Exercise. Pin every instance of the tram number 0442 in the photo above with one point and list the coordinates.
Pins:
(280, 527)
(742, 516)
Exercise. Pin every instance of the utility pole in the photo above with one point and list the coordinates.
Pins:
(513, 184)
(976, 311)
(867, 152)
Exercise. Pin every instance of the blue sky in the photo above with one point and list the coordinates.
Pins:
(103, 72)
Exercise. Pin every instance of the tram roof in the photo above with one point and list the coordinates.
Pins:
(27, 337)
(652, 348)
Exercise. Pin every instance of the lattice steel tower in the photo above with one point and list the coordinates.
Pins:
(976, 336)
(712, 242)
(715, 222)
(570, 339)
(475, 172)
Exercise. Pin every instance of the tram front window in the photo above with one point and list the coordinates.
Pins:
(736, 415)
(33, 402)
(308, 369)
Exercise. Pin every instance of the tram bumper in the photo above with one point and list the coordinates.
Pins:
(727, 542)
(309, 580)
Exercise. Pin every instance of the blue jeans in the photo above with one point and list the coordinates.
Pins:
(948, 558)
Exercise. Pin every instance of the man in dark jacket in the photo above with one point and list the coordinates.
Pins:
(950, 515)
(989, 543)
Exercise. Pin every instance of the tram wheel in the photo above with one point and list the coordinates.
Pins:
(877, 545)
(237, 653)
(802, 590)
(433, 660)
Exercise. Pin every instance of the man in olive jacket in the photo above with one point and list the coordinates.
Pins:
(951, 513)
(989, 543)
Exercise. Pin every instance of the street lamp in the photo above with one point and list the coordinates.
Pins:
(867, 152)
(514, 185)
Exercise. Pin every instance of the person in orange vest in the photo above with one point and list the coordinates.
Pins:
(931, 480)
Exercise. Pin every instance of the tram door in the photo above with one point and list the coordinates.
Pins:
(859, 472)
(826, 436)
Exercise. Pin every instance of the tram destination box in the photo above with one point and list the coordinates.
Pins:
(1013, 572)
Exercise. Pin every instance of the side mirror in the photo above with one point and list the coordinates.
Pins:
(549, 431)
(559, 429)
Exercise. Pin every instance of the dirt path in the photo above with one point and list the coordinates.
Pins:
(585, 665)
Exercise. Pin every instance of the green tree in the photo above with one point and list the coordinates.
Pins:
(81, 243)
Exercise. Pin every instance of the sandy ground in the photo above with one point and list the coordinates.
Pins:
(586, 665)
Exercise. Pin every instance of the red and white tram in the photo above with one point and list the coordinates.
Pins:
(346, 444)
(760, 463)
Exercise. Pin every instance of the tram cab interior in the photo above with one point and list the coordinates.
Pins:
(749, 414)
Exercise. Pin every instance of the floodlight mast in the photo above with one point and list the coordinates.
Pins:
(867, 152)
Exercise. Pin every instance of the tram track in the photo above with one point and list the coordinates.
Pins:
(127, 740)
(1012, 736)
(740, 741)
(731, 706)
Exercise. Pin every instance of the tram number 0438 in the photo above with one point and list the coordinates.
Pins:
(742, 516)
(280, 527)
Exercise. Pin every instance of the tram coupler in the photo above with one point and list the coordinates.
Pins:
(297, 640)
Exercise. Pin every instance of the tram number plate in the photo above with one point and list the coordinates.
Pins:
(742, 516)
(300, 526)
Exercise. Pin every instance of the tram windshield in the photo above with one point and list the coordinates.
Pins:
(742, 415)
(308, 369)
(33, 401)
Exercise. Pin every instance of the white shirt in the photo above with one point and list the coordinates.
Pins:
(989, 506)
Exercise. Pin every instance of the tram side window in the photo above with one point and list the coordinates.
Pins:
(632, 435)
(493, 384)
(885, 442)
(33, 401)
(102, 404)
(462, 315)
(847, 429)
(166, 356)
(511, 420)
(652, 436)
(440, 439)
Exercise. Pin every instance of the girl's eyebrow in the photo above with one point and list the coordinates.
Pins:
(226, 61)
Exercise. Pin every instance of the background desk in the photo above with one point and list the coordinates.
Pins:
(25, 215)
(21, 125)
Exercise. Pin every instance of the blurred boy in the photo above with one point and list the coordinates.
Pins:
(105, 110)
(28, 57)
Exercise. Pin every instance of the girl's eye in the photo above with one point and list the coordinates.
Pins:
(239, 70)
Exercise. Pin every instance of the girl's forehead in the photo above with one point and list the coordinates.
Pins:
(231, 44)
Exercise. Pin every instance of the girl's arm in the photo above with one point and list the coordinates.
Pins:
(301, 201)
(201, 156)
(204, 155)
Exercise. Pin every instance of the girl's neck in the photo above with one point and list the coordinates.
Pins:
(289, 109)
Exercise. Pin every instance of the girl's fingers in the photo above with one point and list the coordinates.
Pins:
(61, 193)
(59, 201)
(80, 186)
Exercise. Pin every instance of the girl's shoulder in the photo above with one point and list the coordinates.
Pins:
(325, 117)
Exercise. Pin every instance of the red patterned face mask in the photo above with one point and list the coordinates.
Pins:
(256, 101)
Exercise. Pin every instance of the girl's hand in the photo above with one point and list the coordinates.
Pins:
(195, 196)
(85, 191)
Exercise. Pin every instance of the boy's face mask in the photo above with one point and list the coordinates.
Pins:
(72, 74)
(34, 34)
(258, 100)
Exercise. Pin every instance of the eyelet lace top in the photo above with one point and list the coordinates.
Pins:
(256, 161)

******

An exact copy of all the records is the only acceptable answer.

REPLY TO THE TASK:
Exercise. Pin every instance of the tram number 0442 in the photo above with one point and list the coordinates.
Pins:
(280, 527)
(742, 516)
Exercise. Pin every instance of the utility pole in the photo above with one point and list the coordinates.
Pins:
(513, 184)
(976, 311)
(867, 152)
Exercise. Pin every instance of the blue sky in the photo above with one point and list the coordinates.
Pins:
(103, 72)
Exercise. Pin every instance of the tram roof in the photo above with one point and list the coordinates.
Pins:
(27, 337)
(652, 348)
Exercise. Pin every instance of the lattice steel tower in the photo above with one point and list the coordinates.
Pins:
(976, 336)
(712, 242)
(715, 222)
(570, 339)
(475, 172)
Exercise. Pin every instance of the tram front window in the photo above with one point and list the coordinates.
Pins:
(736, 415)
(33, 402)
(308, 369)
Exercise. Pin every instance of the tram bumper in the photo above with one point and list the coordinates.
Pins:
(727, 542)
(309, 580)
Exercise. Pin every instance of the blue jeans in the photo above with one point and list the coordinates.
Pins:
(948, 558)
Exercise. Pin every instance of the man in dark jacket in the photo above with one point and list the coordinates.
Pins:
(950, 515)
(989, 543)
Exercise. Pin every instance of the tram wheel in the photo above with one point and list the coordinates.
Pins:
(877, 545)
(237, 653)
(802, 590)
(433, 660)
Exercise. Pin every instance of the man in olive jacket in the photo above with one point and list the coordinates.
Pins:
(951, 513)
(989, 543)
Exercise. Pin every instance of the street lamp in the photo above with one point and list the coordinates.
Pins:
(867, 152)
(514, 185)
Exercise. Pin every instance of the person in orange vest in the photo above with one point and list the coordinates.
Pins:
(931, 480)
Exercise. Pin every instance of the tram door in the photo above with one point and list the coordinates.
Pins:
(859, 472)
(826, 436)
Exercise. Pin every instance of the tram destination box in the photo above with one point and list the coordinates.
Pins:
(1013, 572)
Exercise. Pin every instance of the side mirror in the photo above with one point and list the coordinates.
Pins:
(549, 431)
(559, 429)
Exercise. Pin every instance of the dirt path in the photo above with one point and list the coordinates.
Pins:
(585, 665)
Exercise. Pin every instance of the green tree in the photo above with one point and list the coordinates.
Pins:
(81, 243)
Exercise. Pin every instance of the sandy ground in the photo above with one point and list the coordinates.
Pins:
(586, 665)
Exercise. Pin every instance of the red and white tram in the photo above with one point and list the coordinates.
Pins:
(346, 444)
(760, 463)
Exercise. Pin every instance of the tram cab interior in the photo above with one point and list the coordinates.
Pins:
(749, 414)
Exercise. Pin every instance of the floodlight mast in the photo above with one point and list the coordinates.
Pins:
(867, 152)
Exercise. Pin every instance of the tram track in the photo above with one point and list the coordinates.
Pins:
(127, 740)
(1012, 736)
(740, 741)
(731, 706)
Exercise. Pin every instance of the tram number 0438 in the photo above with one point and list the coordinates.
Pins:
(742, 516)
(280, 527)
Exercise. Pin every instance of the tram coupler in the photo above with one point and list the coordinates.
Pins:
(297, 640)
Exercise. Pin every instance of the tram number plate in the photo above with one point and list the coordinates.
Pins:
(742, 516)
(300, 526)
Exercise. Pin every instance of the tram windshield in the photo above with one point and list the coordinates.
Pins:
(742, 415)
(308, 369)
(33, 401)
Exercise. Pin every instance of the white shirt in the photo above with one point and list the coordinates.
Pins:
(989, 506)
Exercise. Pin every instance of the tram side window in the photo above with one point and list the coordinates.
Pins:
(632, 435)
(493, 384)
(885, 442)
(33, 401)
(102, 404)
(462, 315)
(847, 429)
(166, 356)
(511, 420)
(652, 436)
(440, 439)
Exercise. Pin every instance of the girl's eyebrow in the photo above with one point and list the coordinates.
Pins:
(226, 61)
Exercise. Pin every instance of the background desk in the photo above with one point and list the coordinates.
Pins:
(25, 215)
(21, 125)
Exercise. Pin every instance of the blurred boy in the photo above with one point and list the coordinates.
Pins:
(105, 110)
(28, 57)
Exercise. Pin every instance of the girl's eye in the photo above with one point and list the coordinates.
Pins:
(239, 70)
Exercise. Pin every instance of the girl's forehead in the photo above with one point and list the coordinates.
Pins:
(231, 44)
Exercise. Pin every instance of the girl's arm in the photo above with one point and list the coordinates.
Pins:
(301, 201)
(201, 156)
(204, 155)
Exercise. Pin every instance of the girl's neck in the photo above with one point and list the coordinates.
Pins:
(289, 109)
Exercise. Pin every instance of the girl's fingers in the photo above with one point and list the coordinates.
Pins:
(61, 193)
(59, 201)
(80, 186)
Exercise. Pin every instance of the girl's shoulder in the photo above with one point and list the coordinates.
Pins:
(325, 117)
Exercise. Pin every instance of the red patterned face mask in the photo above with one point and list the coordinates.
Pins:
(256, 101)
Exercise. Pin every instance of the girl's hand in the photo above with one point and list the coordinates.
Pins:
(195, 196)
(85, 191)
Exercise. Pin every instance of the boy's face mask in the photo above with one point and list the coordinates.
Pins:
(72, 74)
(34, 34)
(258, 100)
Exercise. Pin every instance of the eyelet lace top in the photo above with one point and list the coordinates.
Pins:
(256, 161)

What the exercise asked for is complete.